— Data to use —
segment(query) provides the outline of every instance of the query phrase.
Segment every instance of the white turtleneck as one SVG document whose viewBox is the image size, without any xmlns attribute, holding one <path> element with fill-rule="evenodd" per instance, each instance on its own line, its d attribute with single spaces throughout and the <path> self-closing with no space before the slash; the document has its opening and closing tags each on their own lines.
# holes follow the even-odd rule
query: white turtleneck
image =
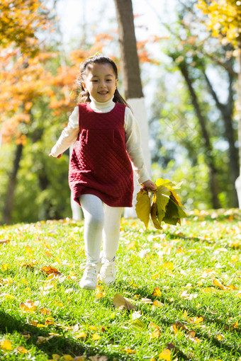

...

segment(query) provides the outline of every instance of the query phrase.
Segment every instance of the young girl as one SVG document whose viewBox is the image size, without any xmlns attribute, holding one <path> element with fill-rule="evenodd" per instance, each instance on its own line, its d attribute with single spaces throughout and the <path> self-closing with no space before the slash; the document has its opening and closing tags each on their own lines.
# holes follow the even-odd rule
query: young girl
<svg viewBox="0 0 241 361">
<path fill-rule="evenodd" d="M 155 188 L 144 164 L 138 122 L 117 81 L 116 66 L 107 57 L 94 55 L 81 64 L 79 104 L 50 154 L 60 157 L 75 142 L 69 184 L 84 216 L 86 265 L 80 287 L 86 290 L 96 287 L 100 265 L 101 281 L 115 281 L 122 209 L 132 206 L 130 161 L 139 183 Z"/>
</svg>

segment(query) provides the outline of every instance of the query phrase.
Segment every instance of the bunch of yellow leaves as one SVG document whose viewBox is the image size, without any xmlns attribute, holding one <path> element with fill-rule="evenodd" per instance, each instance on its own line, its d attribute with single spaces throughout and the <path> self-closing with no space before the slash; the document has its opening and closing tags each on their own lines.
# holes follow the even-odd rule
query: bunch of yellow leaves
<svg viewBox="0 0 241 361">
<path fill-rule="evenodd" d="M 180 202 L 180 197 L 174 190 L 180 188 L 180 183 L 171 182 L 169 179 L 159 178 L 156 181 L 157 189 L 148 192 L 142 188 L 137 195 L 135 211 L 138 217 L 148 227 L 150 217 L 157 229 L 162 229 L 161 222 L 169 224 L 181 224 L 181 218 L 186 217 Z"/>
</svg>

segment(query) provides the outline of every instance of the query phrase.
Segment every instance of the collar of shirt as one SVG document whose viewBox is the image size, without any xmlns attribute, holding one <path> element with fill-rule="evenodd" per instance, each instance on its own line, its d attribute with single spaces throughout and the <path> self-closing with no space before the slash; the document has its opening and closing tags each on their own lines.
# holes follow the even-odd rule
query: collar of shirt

— Exercise task —
Copy out, in full, each line of the listing above that contains the word "yellow".

— Output for this task —
Segment every instance of the bunch of yellow leaves as one SVG document whose viewBox is the image size, without any xmlns attribute, holding one <path> element with fill-rule="evenodd" per instance, each instance on its own line, its d attribute with single spaces throughout and the <path> self-closing with no space before the slash; the document has its opening and closing tags each on their own lines.
query: bunch of yellow leaves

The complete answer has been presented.